TASK INSTRUCTIONS:
**1.** List every comment line that appears in the code of the PHP DOM parser text.
**2.** Resume the PHP DOM parser text, picking up right after its final sentence.

EXTRACT PROVIDED:
PHP Document Object Model (DOM) Parser

Document Object Model

PHP DOM (Document Object Model) Parser is very good at dealing with XML and HTML. It travels based on tree-structure and loads the data into DOM object. The first thing you need to do is to construct a dom document object and then load the html content in it.

// a new dom object
$dom = new domDocument; 
 
// load the html into the object
$dom->loadHTML($html); 
 
// discard white space
$dom->preserveWhiteSpace = false;

Concept of DOM

Everything in a DOM Document is a node. The DOMDocument is a hierarchical tree structure of nodes. It starts with a root node. The root node can have child nodes and child nodes can have child nodes on their own. For example, there is a root element (HTML) with two children (HEAD and BODY).

<title>The Title</title>

It has two nodes - A DOMElement with a DOMText child.

RECORD EXCERPTS:
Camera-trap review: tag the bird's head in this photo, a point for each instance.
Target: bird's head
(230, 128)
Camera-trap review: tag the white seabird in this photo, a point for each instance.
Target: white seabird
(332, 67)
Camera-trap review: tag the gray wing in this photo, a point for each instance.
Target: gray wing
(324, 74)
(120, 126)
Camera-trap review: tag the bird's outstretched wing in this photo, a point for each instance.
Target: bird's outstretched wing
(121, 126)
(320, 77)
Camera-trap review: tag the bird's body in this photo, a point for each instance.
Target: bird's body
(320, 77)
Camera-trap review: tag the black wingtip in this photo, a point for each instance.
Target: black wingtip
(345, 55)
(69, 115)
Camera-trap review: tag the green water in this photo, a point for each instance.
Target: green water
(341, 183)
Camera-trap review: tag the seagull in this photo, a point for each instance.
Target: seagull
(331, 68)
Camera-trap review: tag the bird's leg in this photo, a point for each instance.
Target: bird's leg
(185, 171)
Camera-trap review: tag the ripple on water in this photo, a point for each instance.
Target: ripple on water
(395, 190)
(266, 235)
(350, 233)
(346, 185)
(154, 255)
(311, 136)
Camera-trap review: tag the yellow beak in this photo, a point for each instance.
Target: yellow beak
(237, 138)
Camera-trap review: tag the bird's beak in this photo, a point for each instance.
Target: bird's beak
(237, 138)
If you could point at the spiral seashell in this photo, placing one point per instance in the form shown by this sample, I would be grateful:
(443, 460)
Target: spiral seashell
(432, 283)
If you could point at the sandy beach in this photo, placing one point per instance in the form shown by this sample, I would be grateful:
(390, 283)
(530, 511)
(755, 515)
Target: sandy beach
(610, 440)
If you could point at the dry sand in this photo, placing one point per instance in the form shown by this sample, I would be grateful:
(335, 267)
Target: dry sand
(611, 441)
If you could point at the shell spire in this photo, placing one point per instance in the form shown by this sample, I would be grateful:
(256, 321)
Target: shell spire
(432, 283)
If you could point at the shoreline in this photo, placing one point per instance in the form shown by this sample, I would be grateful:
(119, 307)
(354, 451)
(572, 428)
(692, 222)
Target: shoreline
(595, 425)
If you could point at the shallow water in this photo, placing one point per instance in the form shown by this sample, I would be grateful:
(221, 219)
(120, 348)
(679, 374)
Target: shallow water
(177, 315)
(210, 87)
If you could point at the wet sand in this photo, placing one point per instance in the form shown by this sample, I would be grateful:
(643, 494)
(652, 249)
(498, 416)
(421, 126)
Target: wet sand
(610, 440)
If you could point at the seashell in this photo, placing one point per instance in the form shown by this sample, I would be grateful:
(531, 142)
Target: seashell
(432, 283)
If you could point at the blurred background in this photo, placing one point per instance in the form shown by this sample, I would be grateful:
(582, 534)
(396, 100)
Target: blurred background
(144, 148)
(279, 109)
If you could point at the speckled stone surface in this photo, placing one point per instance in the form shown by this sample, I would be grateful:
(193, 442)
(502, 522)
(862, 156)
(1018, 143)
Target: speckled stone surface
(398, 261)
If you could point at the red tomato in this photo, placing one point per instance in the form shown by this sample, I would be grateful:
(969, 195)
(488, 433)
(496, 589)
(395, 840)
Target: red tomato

ANSWERS PROVIDED:
**1.**
- a new dom object
- load the html into the object
- discard white space

**2.**
It has three nodes - the DOMElement with a DOMAttr holding a DOMText.

There are two important functions that can be used to extract contents from the html structure:

getElementsByTagName
getElementById

1. Get Elements by Tag Name

The function getElementsByTagName returns an array of objects that contains all the elements with a given tag name. This function is useful when you want to read the content, or attribute of multiple HTML elements that have the same tag.

Example: For Getting Tables

$tables = $dom->getElementsByTagName('table');
foreach($tables as $table)
{
 echo $dom->saveHTML($table);
}

The saveHTML function gets the exact html inside that particular node. To get the total number of elements, you can use the length attribute.

echo 'Found: ' . $tables->length . ' items';

Example: For Getting Links

$dom = new domDocument;
$dom->loadHTML($html);
$links = $dom->getElementsByTagName('a')
foreach ($links as $node) 
{
 echo $dom->saveHtml($node);
}

There are four things - tag name, attribute name, attribute value, and enclosed tag content.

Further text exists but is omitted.